Object position labeling entries:
::::::::::
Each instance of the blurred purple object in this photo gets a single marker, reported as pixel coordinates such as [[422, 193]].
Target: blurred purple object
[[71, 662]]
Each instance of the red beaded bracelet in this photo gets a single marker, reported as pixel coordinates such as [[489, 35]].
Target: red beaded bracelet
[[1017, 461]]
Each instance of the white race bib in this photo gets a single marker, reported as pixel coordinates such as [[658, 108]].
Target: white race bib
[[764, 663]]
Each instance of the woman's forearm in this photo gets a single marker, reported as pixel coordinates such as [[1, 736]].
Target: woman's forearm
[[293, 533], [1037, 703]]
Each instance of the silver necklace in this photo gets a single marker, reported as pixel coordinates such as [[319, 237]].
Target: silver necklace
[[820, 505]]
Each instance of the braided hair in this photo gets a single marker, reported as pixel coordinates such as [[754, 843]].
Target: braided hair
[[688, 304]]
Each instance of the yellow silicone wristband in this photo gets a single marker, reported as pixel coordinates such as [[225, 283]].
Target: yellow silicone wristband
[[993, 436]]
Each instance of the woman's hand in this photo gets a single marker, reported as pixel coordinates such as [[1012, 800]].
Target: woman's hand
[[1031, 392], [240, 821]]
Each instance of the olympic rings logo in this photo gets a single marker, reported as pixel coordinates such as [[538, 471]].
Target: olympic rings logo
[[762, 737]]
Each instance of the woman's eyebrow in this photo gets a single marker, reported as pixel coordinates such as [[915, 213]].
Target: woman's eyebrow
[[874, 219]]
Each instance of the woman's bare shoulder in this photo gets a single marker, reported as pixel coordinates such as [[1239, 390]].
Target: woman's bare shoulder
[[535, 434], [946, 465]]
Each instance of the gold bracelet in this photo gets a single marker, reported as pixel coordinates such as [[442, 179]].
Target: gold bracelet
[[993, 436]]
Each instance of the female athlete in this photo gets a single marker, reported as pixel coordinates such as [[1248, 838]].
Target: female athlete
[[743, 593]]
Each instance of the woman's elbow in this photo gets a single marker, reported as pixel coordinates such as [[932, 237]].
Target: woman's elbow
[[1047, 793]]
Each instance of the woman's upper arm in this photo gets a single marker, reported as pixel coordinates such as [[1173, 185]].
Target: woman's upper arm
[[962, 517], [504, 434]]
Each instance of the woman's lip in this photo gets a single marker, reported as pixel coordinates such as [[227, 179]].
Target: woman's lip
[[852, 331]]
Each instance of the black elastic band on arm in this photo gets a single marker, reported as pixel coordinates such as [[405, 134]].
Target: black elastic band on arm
::::::::::
● Problem to solve
Print every record above exactly as written.

● Correct answer
Each instance of the blurred purple object in this photo gets a single marker, reported as pixel coordinates such as [[422, 193]].
Target: blurred purple object
[[71, 662]]
Each instance of the red beaded bracelet in this photo gets a single marker, reported as pixel coordinates such as [[489, 35]].
Target: red beaded bracelet
[[1017, 461]]
Each instance of the white race bib in this photo gets a single marker, reported as pixel coordinates such as [[658, 108]].
Target: white race bib
[[764, 663]]
Each instance of the woman's forearm in this photo gets a single marker, reported as pixel coordinates such as [[1, 736]].
Target: woman's forearm
[[293, 533], [1037, 703]]
Each instance of the silver necklace in this photo gets a single marker, reported as pixel coordinates such as [[319, 237]].
Target: silver necklace
[[820, 505]]
Each instance of the braided hair in this photo gets a single marker, reported as pixel coordinates such as [[754, 843]].
Target: braided hair
[[688, 304]]
Each instance of the yellow silicone wristband in this photo gets a single marker, reported as pixel coordinates such as [[225, 283]].
Target: yellow silicone wristband
[[993, 436]]
Each instance of the woman's hand in this photo gets a single marker, reported as pixel coordinates such as [[1012, 800]].
Target: woman's hand
[[1031, 392], [240, 821]]
Each instance of the olympic rings logo in this photo gets a single marker, reported as pixel coordinates such as [[538, 471]].
Target: olympic rings logo
[[762, 737]]
Each instance of the woman's eyebrow in this photo gets a single marker, reported as pixel coordinates such as [[915, 213]].
Target: woman's eyebrow
[[874, 219]]
Each instance of the woman's bare shoulder in this photo gets a single marker, reported as pixel coordinates such as [[1239, 390]].
Target: woman's bare shoulder
[[535, 434], [946, 465]]
Each instance of the gold bracelet in this photo gets a single marker, reported as pixel coordinates such as [[442, 179]].
Target: gold bracelet
[[993, 436]]
Each instance of the female athlete in this photo gets a single marker, reported as pixel coordinates such as [[1248, 838]].
Target: female athlete
[[743, 593]]
Each instance of the woman's elbow in this photo gets a single marker, reported as pixel coordinates such as [[932, 237]].
Target: woman's elbow
[[1047, 793]]
Each instance of the woman's upper arm in this photo gets a single marker, reported as pixel coordinates such as [[1173, 185]].
Target: woman's upper arm
[[962, 517], [504, 434]]
Each instance of the woman's lip in this photo gets a single marker, reported as pixel coordinates such as [[227, 179]].
Target: woman's lip
[[852, 331]]
Each instance of the black elastic band on arm in this photo gets a single marker, reported as pixel coordinates such as [[405, 134]].
Target: black elastic band on arm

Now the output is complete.